(Problem set)
1. Answer these questions about the journal entry:
(a) At which restaurant did the writer get a breakfast bagel?
(b) How far from Austin is the paper the writer sent a resume to?
(c) How many miles did the writer drive yesterday?
2. Reproduce the part of the journal entry starting with "Apr. 12th, 2003" and going on through "I mean.. lordy.".

(Given passage)

-------------------------

Apr. 12th, 2003

lizwontcry: (Phoebe)
You know what annoys me to no end? That would be when people try to ENTER the apartment from the EXIT gates, especially when I'm trying to get OUT! I mean, hello lazy asses, the ENTER gate is like.. right around the fucking corner. Use your big brains to figure out this mystery puzzle! I mean.. lordy.

Something else that appalled me this morning.. I was getting a breakfast bagel at McDonalds (right before I worked out, too!) because I'm a just a whore like that, and on a street that only had one lane, some ASSHOLE, instead of waiting his turn, turned RIGHT IN FRONT of an ambulance! I mean, the guy could have AT LEAST waited until the ambulance went by! If he was deaf and couldn't hear the deafening sounds of the siren, he probably wasn't blind, too! He could see the lights!

*shakes head*

I feel angry today, I suppose. I dunno. I sent my resume to a paper not far from here that advertised for a reporter, and you know what? I really want that job. I actually have real and true newspaper experience, so maybe I could really and truly have the qualifications it takes for that job. Wouldn't that be nice? It's like 30 minutes away from Austin, but I'm hardcore. Yesterday, I drove 100 miles, just around Austin and the surrounding cities. No wonder I'm broke.. I have to get gas like every 4 days!

-------------------------

(Stored records)
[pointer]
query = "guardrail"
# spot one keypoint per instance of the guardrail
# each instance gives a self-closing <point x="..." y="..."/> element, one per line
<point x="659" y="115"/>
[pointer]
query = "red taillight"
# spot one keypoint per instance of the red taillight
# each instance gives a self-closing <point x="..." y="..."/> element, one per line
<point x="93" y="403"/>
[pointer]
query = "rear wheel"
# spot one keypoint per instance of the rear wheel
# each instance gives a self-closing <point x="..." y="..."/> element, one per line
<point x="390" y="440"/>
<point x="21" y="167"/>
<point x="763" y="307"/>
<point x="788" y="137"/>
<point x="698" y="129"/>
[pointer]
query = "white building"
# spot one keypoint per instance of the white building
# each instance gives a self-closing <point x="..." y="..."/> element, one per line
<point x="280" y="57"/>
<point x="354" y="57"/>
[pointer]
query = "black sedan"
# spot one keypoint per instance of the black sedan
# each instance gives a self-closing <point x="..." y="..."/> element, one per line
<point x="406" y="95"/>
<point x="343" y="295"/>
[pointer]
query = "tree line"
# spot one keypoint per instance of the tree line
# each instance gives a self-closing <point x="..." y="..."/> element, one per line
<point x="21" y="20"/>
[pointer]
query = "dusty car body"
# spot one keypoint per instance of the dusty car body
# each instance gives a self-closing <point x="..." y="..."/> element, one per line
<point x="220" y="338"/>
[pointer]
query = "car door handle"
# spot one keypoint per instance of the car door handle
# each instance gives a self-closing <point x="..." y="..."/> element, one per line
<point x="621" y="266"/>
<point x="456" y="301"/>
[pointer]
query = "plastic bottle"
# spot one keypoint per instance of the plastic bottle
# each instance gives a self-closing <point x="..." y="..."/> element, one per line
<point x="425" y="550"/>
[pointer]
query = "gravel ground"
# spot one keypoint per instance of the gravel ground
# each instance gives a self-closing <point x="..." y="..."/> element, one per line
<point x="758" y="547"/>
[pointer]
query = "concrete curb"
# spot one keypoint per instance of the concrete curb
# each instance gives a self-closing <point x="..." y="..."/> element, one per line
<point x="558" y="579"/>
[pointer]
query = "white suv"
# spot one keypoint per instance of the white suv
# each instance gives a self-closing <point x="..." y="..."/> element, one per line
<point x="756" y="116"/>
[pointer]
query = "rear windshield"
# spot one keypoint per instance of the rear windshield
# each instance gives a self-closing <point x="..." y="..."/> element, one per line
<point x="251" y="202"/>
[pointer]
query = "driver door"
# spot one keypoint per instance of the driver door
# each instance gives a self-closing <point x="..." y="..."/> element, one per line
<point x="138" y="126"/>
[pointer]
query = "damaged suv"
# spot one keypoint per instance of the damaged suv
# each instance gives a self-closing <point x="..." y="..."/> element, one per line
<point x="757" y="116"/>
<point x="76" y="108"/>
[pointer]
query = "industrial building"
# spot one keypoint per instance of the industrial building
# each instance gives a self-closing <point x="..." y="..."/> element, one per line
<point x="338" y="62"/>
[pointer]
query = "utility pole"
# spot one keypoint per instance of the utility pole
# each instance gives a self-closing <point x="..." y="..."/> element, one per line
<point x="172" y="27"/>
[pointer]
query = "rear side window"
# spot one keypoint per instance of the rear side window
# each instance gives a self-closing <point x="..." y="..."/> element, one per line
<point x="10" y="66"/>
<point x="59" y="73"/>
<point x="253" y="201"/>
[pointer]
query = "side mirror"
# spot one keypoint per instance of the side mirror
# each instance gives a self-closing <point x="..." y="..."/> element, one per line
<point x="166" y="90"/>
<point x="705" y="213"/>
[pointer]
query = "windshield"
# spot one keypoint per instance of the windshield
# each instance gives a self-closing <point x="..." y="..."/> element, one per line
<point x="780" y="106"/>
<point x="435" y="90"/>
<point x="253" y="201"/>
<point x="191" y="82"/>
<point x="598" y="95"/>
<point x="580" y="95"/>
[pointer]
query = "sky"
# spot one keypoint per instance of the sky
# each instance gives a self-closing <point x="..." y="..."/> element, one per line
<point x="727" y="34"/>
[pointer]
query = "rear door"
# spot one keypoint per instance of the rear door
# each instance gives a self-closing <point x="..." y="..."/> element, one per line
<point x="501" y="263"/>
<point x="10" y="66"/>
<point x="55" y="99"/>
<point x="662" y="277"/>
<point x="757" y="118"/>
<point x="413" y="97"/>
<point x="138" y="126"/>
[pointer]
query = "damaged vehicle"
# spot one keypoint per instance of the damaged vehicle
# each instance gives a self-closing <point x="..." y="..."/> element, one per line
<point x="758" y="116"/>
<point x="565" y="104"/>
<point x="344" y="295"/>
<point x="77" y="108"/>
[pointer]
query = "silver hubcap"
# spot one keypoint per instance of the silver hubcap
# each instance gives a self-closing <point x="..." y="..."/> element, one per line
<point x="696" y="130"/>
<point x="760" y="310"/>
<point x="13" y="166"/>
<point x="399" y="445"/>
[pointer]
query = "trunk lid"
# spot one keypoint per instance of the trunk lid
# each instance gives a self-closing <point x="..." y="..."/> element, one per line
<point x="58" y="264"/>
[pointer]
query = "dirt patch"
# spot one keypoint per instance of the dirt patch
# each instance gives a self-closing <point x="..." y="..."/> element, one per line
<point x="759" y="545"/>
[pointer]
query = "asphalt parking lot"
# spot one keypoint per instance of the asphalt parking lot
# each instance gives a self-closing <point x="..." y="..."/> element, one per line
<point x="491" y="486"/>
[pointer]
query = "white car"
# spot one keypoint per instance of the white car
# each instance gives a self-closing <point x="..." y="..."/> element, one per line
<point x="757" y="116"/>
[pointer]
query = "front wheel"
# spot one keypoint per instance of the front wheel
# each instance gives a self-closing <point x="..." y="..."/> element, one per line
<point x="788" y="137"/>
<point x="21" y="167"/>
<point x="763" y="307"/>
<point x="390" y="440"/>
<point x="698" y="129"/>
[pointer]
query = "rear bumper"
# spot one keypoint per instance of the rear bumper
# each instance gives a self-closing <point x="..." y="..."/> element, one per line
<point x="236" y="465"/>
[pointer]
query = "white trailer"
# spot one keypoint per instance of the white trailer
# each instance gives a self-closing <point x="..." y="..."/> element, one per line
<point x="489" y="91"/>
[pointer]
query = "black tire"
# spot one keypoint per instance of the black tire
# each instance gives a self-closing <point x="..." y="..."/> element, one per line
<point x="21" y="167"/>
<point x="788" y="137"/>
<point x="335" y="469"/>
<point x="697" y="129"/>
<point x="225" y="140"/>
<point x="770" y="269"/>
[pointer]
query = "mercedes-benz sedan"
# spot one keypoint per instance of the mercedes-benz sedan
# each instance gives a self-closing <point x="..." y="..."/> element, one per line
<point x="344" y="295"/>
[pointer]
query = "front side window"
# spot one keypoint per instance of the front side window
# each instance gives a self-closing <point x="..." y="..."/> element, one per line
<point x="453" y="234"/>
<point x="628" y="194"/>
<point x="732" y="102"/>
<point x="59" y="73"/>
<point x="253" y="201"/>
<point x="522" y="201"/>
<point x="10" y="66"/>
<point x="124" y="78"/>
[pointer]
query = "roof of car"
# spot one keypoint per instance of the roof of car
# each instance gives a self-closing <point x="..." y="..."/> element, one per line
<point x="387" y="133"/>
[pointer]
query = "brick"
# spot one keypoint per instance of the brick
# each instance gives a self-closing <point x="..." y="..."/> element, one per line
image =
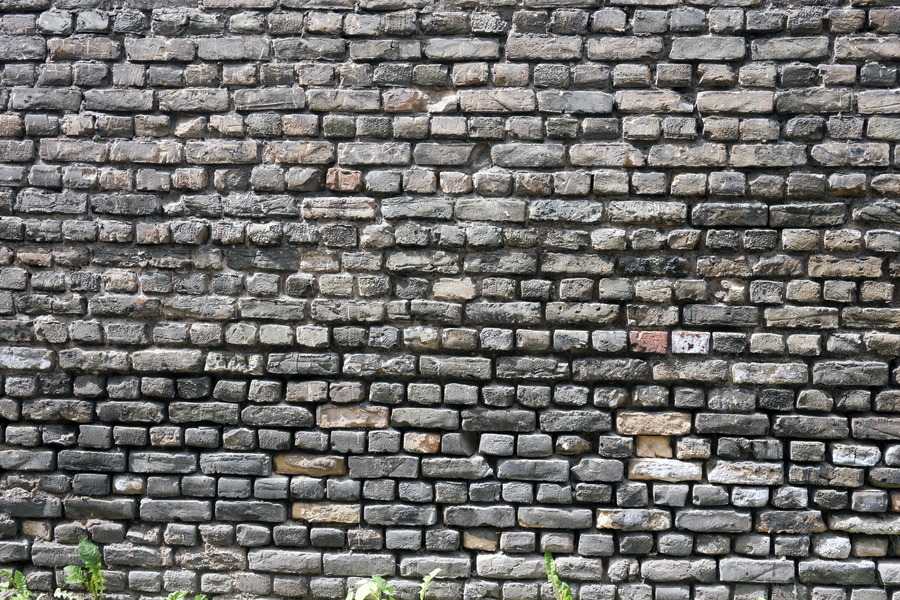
<point x="634" y="423"/>
<point x="708" y="48"/>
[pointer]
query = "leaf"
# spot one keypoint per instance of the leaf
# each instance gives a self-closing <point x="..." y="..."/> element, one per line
<point x="74" y="574"/>
<point x="89" y="554"/>
<point x="365" y="590"/>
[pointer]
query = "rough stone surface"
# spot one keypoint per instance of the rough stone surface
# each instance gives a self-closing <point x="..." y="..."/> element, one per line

-------------------------

(Solutions)
1.
(a) McDonalds
(b) About 30 minutes
(c) 100 miles

2.
Apr. 12th, 2003

lizwontcry: (Phoebe)
You know what annoys me to no end? That would be when people try to ENTER the apartment from the EXIT gates, especially when I'm trying to get OUT! I mean, hello lazy asses, the ENTER gate is like.. right around the fucking corner. Use your big brains to figure out this mystery puzzle! I mean.. lordy.